═════ Available data ═════

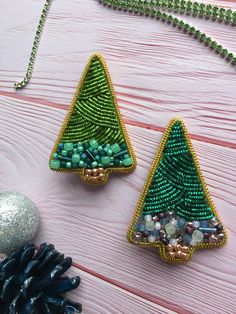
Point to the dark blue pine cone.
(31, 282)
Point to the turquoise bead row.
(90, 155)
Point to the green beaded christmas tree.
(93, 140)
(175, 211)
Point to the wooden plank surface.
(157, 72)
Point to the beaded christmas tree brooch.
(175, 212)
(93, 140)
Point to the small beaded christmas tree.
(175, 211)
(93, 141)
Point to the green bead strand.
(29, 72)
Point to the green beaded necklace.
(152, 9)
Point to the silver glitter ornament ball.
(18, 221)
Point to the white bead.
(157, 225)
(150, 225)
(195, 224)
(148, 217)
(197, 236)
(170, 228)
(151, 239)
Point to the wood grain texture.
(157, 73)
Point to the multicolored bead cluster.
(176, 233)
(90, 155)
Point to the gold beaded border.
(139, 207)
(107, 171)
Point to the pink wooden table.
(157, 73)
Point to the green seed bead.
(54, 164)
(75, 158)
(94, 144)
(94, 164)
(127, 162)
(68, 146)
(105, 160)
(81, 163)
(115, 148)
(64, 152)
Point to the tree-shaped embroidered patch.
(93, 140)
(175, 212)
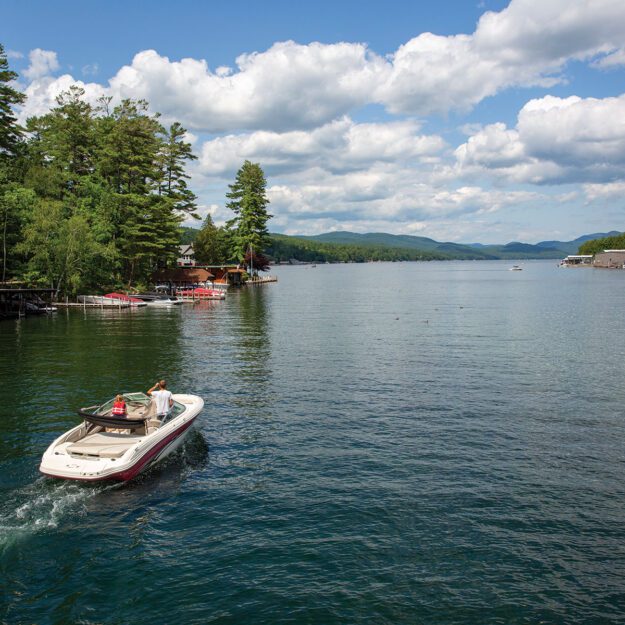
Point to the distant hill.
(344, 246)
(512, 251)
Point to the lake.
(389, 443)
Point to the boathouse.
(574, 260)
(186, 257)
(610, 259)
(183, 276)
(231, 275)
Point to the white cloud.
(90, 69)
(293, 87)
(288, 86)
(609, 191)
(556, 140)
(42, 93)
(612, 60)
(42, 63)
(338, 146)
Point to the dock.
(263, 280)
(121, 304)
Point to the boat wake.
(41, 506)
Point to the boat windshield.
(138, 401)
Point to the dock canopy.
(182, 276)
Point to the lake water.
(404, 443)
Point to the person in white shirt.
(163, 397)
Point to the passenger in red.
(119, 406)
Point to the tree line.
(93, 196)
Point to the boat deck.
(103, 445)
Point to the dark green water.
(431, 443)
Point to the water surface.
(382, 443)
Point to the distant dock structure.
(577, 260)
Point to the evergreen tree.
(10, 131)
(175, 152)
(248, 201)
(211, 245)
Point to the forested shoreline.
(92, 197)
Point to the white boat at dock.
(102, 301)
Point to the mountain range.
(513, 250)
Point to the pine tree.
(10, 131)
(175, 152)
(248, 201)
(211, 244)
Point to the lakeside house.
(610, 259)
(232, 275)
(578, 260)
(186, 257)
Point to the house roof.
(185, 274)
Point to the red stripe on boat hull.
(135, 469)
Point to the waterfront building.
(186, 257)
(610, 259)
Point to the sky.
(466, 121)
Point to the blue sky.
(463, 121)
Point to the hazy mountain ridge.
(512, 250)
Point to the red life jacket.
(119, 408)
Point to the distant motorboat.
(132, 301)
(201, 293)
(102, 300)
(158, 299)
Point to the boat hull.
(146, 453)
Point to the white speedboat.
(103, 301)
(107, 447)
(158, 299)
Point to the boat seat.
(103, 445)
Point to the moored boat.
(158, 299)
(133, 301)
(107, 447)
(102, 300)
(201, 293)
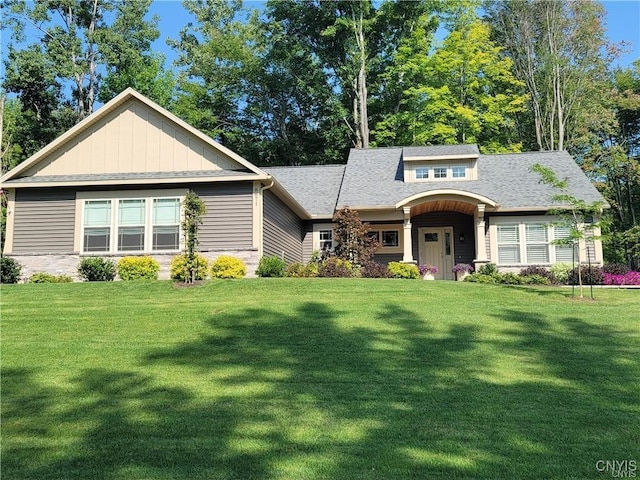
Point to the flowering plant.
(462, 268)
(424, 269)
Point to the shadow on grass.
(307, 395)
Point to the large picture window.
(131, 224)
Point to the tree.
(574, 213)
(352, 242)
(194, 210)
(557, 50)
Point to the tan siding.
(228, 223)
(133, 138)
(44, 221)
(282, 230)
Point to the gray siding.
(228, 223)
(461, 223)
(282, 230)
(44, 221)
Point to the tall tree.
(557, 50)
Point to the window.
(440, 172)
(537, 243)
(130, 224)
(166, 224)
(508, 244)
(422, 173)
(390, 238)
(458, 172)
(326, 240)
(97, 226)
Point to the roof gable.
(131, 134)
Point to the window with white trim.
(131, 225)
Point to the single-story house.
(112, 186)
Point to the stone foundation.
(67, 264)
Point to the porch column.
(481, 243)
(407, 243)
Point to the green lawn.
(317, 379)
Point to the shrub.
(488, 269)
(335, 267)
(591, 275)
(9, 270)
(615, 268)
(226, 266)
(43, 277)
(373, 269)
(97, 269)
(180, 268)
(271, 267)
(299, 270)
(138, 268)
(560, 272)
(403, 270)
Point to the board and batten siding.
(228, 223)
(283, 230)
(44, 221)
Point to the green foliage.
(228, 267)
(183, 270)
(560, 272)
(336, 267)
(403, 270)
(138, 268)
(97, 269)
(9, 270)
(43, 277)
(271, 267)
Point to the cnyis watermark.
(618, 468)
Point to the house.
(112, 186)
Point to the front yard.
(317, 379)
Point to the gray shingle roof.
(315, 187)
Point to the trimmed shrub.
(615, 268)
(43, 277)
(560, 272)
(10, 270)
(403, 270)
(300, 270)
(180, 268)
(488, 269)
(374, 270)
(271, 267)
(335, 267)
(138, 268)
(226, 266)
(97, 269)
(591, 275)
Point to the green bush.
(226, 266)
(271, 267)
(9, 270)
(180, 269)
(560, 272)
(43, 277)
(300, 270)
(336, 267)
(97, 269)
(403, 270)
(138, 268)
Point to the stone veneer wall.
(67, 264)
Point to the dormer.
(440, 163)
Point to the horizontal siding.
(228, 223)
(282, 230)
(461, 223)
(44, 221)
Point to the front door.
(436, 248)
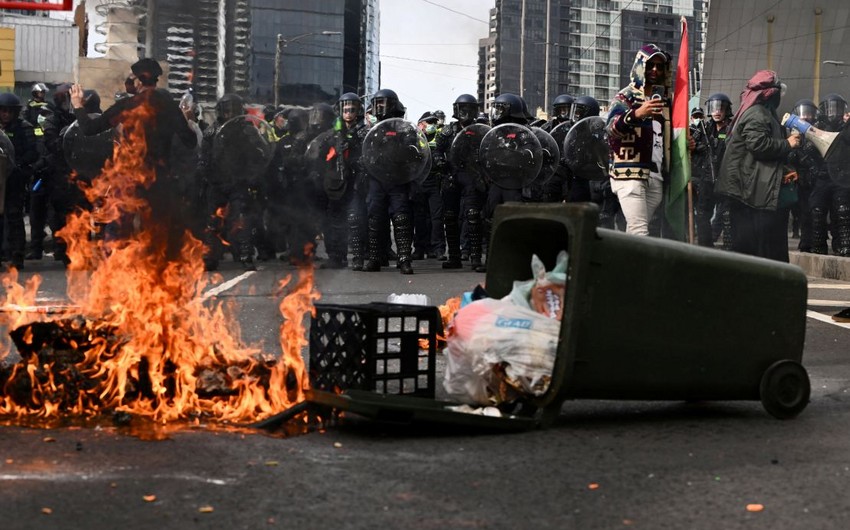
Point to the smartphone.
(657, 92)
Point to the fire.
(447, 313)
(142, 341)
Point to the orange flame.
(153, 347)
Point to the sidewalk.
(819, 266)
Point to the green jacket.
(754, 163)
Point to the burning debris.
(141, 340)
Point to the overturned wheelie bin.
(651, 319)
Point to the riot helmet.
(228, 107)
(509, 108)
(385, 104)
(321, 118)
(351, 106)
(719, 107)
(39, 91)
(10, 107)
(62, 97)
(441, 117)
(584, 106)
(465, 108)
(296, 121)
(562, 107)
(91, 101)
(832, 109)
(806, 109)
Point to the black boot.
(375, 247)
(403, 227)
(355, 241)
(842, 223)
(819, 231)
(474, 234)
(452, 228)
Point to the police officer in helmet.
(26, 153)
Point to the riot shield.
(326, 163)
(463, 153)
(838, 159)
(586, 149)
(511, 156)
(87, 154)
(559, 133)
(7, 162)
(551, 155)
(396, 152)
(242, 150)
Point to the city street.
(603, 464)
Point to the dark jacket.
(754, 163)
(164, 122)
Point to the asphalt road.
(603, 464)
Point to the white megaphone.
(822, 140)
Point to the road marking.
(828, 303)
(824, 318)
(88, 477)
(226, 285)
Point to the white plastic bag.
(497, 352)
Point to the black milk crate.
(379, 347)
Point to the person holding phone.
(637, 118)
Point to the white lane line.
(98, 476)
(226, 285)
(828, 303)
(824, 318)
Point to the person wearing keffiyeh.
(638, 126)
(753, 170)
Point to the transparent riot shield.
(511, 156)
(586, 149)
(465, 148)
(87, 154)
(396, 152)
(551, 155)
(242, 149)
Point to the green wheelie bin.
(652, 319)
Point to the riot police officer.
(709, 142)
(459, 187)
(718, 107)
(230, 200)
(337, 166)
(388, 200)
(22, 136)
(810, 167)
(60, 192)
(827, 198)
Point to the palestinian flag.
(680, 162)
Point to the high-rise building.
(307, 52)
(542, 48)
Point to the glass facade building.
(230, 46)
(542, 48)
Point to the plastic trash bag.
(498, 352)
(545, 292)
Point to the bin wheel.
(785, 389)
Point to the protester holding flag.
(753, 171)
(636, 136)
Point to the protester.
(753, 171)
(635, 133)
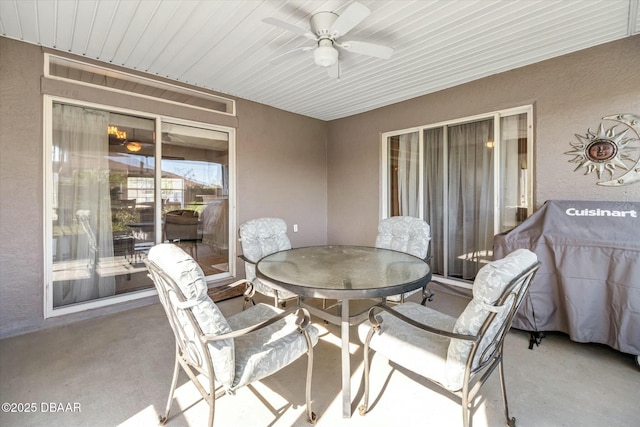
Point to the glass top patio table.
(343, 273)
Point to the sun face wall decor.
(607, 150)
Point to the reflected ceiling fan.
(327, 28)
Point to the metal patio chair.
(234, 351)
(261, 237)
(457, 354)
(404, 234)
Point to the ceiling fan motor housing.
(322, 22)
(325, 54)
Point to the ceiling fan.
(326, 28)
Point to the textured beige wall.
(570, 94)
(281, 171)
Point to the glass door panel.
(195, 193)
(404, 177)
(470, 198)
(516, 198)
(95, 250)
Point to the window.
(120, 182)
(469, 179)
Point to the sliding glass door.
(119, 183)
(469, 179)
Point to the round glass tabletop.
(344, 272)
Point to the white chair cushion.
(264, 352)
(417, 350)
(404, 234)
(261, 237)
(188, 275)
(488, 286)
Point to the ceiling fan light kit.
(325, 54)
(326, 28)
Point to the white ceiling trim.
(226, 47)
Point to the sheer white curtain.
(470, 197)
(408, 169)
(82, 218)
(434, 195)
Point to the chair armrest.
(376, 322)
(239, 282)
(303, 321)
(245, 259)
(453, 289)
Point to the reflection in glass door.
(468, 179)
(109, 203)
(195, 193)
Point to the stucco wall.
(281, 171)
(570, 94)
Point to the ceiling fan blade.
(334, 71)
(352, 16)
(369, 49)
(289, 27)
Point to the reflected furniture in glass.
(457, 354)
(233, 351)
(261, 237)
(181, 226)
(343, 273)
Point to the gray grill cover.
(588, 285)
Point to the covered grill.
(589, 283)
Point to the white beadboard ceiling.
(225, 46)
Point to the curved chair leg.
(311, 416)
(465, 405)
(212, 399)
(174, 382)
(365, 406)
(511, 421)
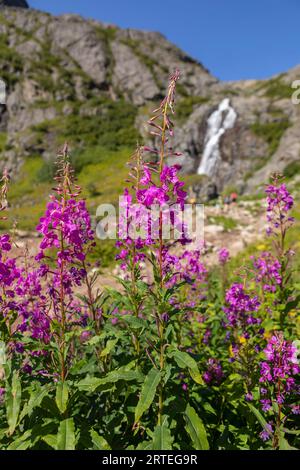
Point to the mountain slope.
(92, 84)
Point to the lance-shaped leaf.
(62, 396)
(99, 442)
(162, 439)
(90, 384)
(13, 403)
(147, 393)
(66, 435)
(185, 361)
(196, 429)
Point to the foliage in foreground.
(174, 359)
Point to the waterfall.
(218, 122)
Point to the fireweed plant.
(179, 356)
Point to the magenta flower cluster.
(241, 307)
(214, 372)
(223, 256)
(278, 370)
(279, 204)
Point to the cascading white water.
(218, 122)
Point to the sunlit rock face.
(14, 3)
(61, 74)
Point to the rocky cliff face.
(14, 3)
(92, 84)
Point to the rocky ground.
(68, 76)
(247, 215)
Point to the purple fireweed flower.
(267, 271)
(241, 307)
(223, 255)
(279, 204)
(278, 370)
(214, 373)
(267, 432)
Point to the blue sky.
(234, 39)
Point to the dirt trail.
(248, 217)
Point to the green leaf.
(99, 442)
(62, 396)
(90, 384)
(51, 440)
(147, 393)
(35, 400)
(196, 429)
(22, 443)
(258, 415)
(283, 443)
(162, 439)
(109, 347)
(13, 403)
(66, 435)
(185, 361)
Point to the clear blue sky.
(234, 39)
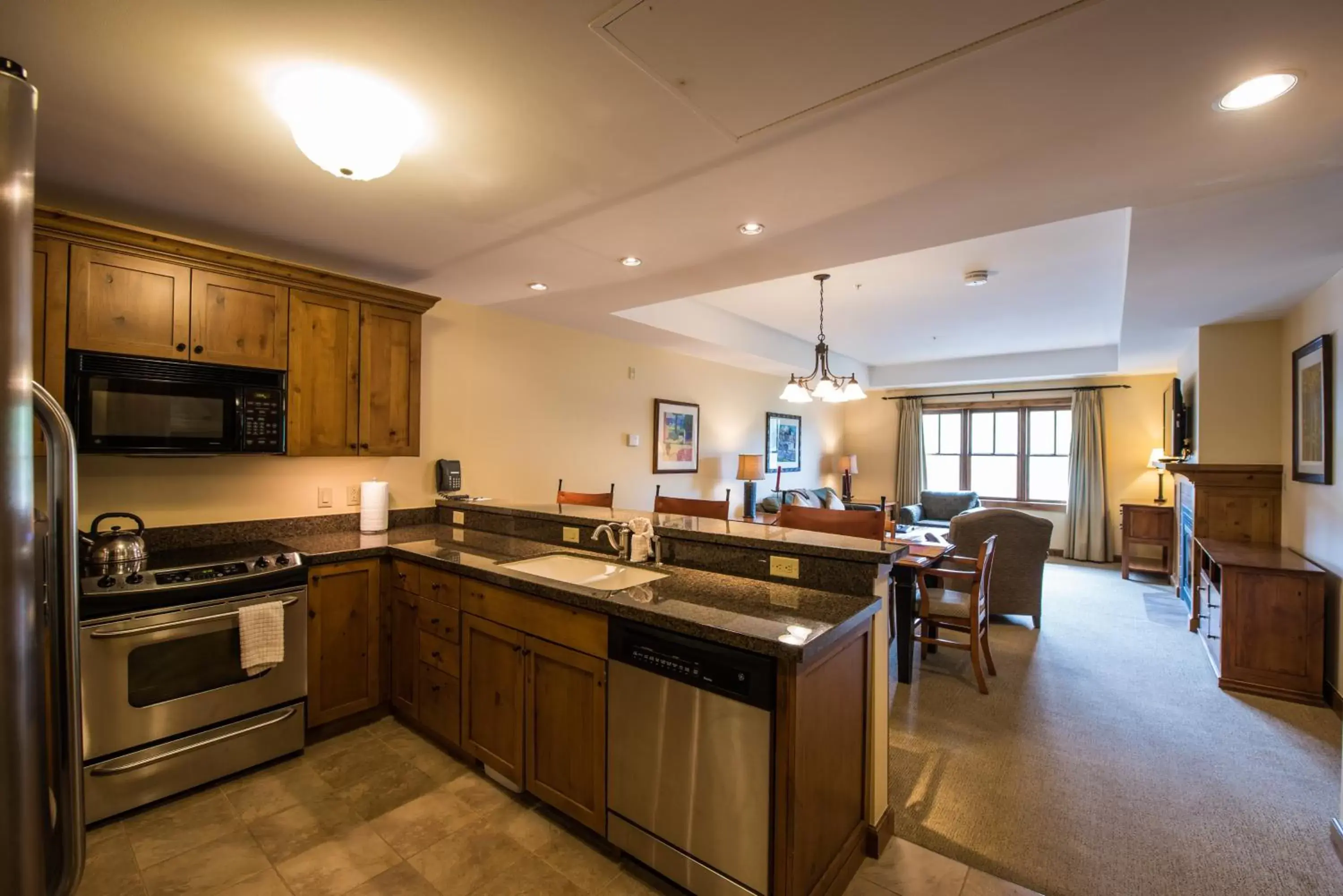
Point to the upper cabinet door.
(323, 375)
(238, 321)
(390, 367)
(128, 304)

═════

### Exercise task:
Arrange the rows from the line containing "Point to the purple fireweed flower." through the end of the rows, both ends included, as a two-column CSV with the headers text and points. Give one CSV line per row, put each value in a single quoted field with line breaks turned into spaces, and leave the pictures out.

### Task solution:
text,points
"Point to the purple fireweed flower.","(267, 271) (241, 307) (223, 255) (279, 204) (278, 370) (214, 373) (267, 432)"
"Point to the blue sky.","(234, 39)"
"Point to the dirt trail.","(248, 217)"
"Point to the green leaf.","(99, 442) (62, 396) (90, 384) (51, 440) (147, 393) (35, 400) (196, 429) (22, 443) (258, 415) (283, 443) (162, 439) (109, 347) (13, 403) (66, 435) (185, 361)"
"Point to the clear blue sky.","(234, 39)"
"Point to the upper cabinet door.","(323, 375) (238, 321) (390, 367) (128, 304)"